GIVEN RECORDS:

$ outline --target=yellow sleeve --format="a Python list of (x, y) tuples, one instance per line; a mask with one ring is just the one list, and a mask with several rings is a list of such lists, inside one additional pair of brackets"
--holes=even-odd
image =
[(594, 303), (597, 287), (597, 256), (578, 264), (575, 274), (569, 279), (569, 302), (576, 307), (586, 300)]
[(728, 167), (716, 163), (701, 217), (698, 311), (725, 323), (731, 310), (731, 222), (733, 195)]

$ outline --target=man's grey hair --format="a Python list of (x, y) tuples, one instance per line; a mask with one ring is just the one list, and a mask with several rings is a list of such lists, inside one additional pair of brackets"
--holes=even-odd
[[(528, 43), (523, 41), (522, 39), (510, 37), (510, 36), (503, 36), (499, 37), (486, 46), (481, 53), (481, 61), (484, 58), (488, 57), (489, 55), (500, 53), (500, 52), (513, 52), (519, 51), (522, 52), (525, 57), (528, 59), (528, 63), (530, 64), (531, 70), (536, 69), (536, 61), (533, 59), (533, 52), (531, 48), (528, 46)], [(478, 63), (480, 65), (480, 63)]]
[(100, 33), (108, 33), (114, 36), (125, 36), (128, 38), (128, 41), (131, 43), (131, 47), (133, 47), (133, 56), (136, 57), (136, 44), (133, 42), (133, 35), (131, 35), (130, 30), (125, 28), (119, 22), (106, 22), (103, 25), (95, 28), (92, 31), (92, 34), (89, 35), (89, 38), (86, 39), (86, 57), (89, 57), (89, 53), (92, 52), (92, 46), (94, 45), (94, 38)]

WORK TASK: Go through the listing above and set down each line exactly as it stands.

ANSWER BOX:
$ outline --target=yellow sleeve --format="a Python list of (x, y) tuples, one instance per line; a mask with one ring is just the one list, and a mask with several rings is a list of such lists, inside one additional pair of brackets"
--holes=even-odd
image =
[(594, 303), (597, 287), (597, 256), (578, 264), (575, 274), (569, 279), (569, 302), (576, 307), (586, 300)]
[(728, 167), (716, 163), (701, 217), (698, 311), (725, 323), (731, 310), (731, 222), (733, 195)]

$ outline --target=man's grey hair --format="a Python list of (x, y) tuples, one instance per line; a mask with one ring is just the one list, and a mask with several rings is a list of such lists, inside one additional pair of brackets"
--holes=even-odd
[[(528, 43), (523, 41), (522, 39), (510, 37), (510, 36), (503, 36), (499, 37), (486, 46), (481, 53), (481, 61), (484, 58), (488, 57), (489, 55), (500, 53), (500, 52), (513, 52), (519, 51), (522, 52), (525, 57), (528, 59), (528, 63), (530, 64), (531, 70), (536, 69), (536, 61), (533, 59), (533, 52), (531, 48), (528, 46)], [(478, 63), (480, 65), (480, 63)]]
[(100, 33), (108, 33), (114, 36), (125, 36), (128, 38), (128, 41), (131, 43), (131, 47), (133, 47), (133, 56), (136, 57), (136, 44), (133, 42), (133, 35), (131, 35), (130, 30), (125, 28), (119, 22), (106, 22), (103, 25), (95, 28), (92, 31), (92, 34), (89, 35), (89, 38), (86, 39), (86, 57), (89, 57), (89, 53), (92, 52), (92, 46), (94, 45), (94, 38)]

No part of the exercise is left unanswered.